Nothing but the lines from the one including "Draw the outline" through the last line of the entries, restated exactly, should appear in the answer; omit the pictures.
##### Stored data
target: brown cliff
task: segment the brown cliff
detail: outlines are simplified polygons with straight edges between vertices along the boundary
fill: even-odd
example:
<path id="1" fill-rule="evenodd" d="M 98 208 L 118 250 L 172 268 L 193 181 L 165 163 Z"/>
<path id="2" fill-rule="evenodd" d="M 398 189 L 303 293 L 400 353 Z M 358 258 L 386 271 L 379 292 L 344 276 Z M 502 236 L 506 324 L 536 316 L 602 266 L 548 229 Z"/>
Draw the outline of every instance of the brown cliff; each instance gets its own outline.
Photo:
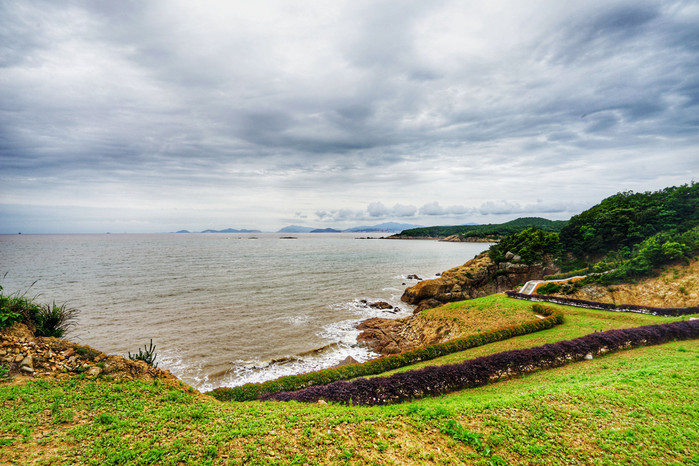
##########
**Exercise result**.
Draw the outline of every instance of the brown cliff; each instance gets its own outline.
Photo:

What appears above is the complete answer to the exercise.